Excerpted text:

····················

# Hallo from Wales, UK!



## Shai Hulud (Nov 9, 2014)

I've been in the martial arts scene for about 4 years total now - past 4 years taking up JKD UK with Scimitar Martial Arts, and the past two and a half also trying out KFM with official instructors here in Wales. It's been quite the experience so far.

I'm a 22 year old female engineering student. I get my trip from renewable energy and sustainable development. Go green! It's a pleasure to be here and I look forward to meeting the lot of you and different peoples of all sorts around this forum.

Cheers,
Ally


----------



## seasoned (Nov 9, 2014)

Welcome to MT, Ally. There is much to see here, we hope you enjoy your stay.


----------



## Tames D (Nov 9, 2014)

Welcome to MT, Ally. We have a few things in common. I'm training in original JKD. I have training in a few other arts over the past 35 years, bur JKD is the real deal. My company also is dedicated to renewable energy and sustainability. I'm very much into green.


----------



## Dirty Dog (Nov 9, 2014)

Welcome to MartialTalk. Personally, I'm moderately pale, unless we've been on a dive trip recently, then I'm fairly brown. I'm only green when I'm sick.


----------



## Shai Hulud (Nov 9, 2014)

Thanks for having me seasoned and Reckless.

@Reckless:I'm finding that JKD's just what the doctor ordered for supplementing Keysi's quirky approach to streetfighting. The Keysi Fighting Method's immensely enjoyable for me, but nothing beats the immaculately efficient and no-frills approach JKD adopts. Cheers to that.

It's good to meet other people committed to green industry. I'm currently working on a small neighborhood project here with solar panels.


----------



## Shai Hulud (Nov 9, 2014)

Thanks for having me. You the type that doesn't like his greens then?


----------



## Dirty Dog (Nov 9, 2014)

Shai Hulud said:


> Thanks for having me. You the type that doesn't like his greens then?



No no... I eat lots of greens. Nothing like a good salad to make the steak taste better.


----------



## Shai Hulud (Nov 9, 2014)

····················

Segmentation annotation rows
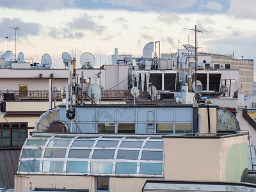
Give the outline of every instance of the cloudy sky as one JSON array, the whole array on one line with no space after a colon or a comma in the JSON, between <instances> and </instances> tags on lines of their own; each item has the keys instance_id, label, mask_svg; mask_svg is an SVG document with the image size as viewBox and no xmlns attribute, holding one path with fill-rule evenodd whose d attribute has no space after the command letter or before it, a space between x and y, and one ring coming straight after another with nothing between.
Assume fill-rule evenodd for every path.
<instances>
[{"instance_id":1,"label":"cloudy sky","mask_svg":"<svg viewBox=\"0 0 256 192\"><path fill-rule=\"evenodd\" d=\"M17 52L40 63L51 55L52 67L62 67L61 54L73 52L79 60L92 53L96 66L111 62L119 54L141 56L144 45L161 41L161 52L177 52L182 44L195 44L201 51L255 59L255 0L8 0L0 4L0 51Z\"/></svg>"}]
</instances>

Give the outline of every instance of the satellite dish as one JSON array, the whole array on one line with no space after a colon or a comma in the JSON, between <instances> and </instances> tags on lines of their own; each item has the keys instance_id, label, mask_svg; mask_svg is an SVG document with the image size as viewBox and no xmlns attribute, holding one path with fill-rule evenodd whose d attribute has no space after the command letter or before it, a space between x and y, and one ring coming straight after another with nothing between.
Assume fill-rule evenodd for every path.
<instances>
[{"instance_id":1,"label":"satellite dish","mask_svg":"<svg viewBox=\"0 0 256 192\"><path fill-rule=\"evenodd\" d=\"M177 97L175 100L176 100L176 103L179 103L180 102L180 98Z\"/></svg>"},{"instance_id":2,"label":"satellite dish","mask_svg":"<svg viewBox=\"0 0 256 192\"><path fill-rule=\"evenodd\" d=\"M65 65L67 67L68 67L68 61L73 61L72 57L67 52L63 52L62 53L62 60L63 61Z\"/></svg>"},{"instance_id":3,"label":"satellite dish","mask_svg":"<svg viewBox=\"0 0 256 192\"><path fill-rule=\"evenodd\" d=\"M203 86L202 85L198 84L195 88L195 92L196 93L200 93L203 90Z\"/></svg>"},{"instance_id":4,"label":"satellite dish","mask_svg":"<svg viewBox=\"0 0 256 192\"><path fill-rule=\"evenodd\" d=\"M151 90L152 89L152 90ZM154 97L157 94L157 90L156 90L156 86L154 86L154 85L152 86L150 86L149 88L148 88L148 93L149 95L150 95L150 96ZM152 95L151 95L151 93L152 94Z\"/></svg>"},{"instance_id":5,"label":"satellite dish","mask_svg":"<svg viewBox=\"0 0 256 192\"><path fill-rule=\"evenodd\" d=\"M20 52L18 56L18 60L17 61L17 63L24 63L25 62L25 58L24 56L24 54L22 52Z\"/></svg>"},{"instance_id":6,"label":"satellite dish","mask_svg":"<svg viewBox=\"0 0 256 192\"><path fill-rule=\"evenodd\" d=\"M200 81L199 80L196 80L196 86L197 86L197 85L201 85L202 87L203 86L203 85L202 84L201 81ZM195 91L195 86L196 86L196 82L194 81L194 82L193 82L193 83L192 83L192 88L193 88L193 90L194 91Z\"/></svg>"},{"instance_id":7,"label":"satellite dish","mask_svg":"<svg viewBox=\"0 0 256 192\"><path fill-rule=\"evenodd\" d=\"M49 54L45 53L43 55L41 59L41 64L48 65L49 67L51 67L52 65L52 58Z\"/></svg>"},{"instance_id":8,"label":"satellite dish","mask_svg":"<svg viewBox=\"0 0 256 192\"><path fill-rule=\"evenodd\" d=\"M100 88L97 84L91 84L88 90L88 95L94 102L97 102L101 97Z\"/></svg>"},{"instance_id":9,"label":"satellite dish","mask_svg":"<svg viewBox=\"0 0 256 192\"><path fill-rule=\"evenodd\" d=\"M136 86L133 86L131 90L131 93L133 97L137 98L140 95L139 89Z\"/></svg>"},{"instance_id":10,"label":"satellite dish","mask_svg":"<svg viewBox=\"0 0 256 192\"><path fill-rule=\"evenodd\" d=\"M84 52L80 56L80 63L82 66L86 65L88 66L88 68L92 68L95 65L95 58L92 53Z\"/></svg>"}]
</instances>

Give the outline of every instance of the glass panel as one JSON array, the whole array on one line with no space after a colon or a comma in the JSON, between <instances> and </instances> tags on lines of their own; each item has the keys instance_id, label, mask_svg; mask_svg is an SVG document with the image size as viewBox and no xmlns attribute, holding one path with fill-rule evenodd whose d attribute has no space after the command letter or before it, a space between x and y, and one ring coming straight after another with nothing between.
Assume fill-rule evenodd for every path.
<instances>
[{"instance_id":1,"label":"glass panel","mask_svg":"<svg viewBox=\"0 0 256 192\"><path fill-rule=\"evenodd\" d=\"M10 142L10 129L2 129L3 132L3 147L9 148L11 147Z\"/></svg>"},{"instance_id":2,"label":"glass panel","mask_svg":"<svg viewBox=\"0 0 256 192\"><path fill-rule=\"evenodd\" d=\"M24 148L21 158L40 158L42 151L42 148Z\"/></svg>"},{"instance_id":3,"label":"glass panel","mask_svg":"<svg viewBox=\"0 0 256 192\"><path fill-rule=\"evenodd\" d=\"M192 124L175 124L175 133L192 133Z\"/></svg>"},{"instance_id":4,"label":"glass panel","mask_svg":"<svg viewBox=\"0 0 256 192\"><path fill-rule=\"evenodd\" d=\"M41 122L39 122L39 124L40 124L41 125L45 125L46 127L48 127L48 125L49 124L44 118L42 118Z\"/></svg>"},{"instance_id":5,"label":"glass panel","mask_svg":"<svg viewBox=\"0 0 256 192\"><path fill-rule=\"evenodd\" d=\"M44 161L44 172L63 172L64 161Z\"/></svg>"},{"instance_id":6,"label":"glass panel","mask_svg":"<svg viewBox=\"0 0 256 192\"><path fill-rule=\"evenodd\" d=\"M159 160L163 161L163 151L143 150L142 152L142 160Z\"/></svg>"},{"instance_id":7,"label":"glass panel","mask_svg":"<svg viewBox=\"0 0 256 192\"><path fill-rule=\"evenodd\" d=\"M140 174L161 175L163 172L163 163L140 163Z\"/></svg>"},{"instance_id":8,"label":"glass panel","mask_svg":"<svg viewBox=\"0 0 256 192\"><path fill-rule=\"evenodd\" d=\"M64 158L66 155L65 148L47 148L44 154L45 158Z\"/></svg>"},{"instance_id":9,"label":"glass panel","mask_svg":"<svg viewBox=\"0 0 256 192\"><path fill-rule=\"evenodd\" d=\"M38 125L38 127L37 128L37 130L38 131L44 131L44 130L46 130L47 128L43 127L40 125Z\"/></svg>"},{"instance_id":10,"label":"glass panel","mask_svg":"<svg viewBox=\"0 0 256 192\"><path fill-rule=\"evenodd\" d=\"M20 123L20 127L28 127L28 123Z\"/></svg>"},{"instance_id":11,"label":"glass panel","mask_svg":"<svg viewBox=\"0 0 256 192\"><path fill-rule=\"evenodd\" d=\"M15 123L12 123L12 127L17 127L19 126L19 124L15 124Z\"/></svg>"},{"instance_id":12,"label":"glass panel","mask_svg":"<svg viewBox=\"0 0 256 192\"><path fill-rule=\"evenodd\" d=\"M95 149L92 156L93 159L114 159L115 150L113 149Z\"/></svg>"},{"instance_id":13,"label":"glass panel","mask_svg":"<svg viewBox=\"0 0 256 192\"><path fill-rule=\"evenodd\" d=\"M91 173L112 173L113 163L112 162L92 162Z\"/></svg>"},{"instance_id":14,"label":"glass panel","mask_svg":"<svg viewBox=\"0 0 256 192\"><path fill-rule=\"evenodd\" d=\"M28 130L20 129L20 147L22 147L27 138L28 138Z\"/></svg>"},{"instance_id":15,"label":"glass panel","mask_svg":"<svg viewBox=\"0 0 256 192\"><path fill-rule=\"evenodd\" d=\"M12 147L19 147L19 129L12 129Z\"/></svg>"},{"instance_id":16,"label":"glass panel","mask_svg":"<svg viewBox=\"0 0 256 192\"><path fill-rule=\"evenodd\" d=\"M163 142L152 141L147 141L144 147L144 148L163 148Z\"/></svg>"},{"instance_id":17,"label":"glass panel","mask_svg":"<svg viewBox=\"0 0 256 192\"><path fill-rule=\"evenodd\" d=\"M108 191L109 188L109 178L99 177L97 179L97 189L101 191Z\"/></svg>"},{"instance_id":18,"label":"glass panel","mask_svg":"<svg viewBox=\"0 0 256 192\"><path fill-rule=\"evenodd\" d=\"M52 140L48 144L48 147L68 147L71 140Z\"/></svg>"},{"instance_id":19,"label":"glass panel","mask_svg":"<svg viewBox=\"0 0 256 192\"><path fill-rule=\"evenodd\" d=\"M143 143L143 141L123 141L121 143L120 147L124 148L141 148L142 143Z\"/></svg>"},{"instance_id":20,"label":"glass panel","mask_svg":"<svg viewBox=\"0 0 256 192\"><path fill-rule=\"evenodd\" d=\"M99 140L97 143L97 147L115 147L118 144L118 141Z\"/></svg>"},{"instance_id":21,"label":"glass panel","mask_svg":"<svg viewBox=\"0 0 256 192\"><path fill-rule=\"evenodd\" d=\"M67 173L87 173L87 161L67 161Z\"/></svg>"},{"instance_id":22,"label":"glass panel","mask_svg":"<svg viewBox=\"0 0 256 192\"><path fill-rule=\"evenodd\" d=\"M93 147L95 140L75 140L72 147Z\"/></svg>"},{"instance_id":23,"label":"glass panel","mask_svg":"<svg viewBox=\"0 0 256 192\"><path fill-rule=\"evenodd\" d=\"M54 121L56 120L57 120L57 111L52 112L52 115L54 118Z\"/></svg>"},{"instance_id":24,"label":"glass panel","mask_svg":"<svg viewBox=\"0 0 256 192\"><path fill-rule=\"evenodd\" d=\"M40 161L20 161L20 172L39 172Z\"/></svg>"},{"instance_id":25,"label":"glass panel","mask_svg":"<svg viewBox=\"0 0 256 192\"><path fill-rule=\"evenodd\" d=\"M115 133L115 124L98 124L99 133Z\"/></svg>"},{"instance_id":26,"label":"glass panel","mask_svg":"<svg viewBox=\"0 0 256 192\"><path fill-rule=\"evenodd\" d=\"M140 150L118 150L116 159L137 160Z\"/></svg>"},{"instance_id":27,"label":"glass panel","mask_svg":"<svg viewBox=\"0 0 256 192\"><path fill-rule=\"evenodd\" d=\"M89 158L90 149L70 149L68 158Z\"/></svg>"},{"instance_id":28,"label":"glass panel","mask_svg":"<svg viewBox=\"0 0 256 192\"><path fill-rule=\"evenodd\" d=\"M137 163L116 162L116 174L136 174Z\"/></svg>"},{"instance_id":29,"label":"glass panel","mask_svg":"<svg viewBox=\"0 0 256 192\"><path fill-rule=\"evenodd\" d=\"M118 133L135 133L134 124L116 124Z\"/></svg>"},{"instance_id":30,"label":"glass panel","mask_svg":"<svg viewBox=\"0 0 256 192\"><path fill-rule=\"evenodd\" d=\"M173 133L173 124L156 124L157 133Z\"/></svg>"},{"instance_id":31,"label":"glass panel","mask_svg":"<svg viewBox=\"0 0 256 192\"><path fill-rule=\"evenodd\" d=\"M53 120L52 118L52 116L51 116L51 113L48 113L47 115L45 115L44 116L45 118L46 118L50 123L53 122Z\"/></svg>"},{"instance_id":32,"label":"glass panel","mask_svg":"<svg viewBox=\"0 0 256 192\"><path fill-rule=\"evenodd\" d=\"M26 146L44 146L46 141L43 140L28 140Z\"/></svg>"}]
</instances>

····················

Given exercise: Copy everything in the forum thread from "## Tames D (Nov" down to "much into green.", and replace "sustainability" with "conservation". None of the rows above are needed.

Expected answer:
## Tames D (Nov 9, 2014)

Welcome to MT, Ally. We have a few things in common. I'm training in original JKD. I have training in a few other arts over the past 35 years, bur JKD is the real deal. My company also is dedicated to renewable energy and conservation. I'm very much into green.